## What this task involves
Please output the data, starting at its beginning and going on through the line containing "M 99 8 L 61", as a two-column CSV with the headers input and answer. Give one row per answer, with each value in a single quoted field and line breaks turned into spaces.

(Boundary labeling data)
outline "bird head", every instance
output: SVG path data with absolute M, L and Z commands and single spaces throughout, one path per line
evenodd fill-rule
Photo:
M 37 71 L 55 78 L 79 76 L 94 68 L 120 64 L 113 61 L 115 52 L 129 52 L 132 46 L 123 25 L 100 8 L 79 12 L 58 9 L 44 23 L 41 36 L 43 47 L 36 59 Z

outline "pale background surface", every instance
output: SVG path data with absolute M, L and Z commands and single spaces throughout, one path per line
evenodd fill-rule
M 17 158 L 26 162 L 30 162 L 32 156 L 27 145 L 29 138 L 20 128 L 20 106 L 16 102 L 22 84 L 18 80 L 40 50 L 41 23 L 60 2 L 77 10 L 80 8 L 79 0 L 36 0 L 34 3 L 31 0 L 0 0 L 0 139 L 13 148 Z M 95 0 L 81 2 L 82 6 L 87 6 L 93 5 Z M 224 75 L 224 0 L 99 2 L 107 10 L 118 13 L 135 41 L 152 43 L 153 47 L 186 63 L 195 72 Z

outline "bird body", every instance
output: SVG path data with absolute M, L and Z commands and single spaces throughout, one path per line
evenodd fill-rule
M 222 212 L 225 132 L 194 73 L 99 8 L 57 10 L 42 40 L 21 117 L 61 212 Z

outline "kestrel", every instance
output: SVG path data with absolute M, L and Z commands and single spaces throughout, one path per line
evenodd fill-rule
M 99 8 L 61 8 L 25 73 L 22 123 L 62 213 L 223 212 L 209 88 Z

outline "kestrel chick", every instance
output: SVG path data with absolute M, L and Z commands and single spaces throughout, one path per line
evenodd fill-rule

## Correct response
input,answer
"outline ""bird head"", every instance output: SVG path data with absolute M, L and Z commands and single spaces throughout, one path per line evenodd fill-rule Photo:","M 37 71 L 55 78 L 79 76 L 94 68 L 120 64 L 113 61 L 115 52 L 129 52 L 132 46 L 123 25 L 100 8 L 79 12 L 58 9 L 44 23 L 41 36 L 43 47 L 36 59 Z"
"outline ""pale background surface"", every instance output: SVG path data with absolute M, L and Z commands and single spaces throughout, one path per line evenodd fill-rule","M 17 158 L 26 162 L 30 162 L 32 156 L 27 145 L 29 138 L 20 128 L 20 106 L 16 102 L 22 84 L 18 80 L 40 50 L 41 23 L 60 2 L 77 10 L 80 8 L 79 0 L 36 0 L 34 3 L 31 0 L 0 0 L 0 139 L 13 148 Z M 95 0 L 81 2 L 82 6 L 87 6 L 93 5 Z M 224 75 L 224 0 L 99 2 L 107 10 L 118 13 L 135 41 L 152 43 L 153 47 L 186 63 L 195 72 Z"
"outline ""bird body"", every instance output: SVG path data with absolute M, L and Z commands and single spaces throughout, one path per line evenodd fill-rule","M 222 212 L 225 132 L 194 73 L 99 8 L 57 10 L 42 40 L 21 117 L 61 212 Z"
"outline ""kestrel"", every instance output: SVG path data with absolute M, L and Z commands and single spaces throughout, one path per line evenodd fill-rule","M 99 8 L 61 8 L 25 73 L 22 123 L 62 213 L 223 212 L 209 88 Z"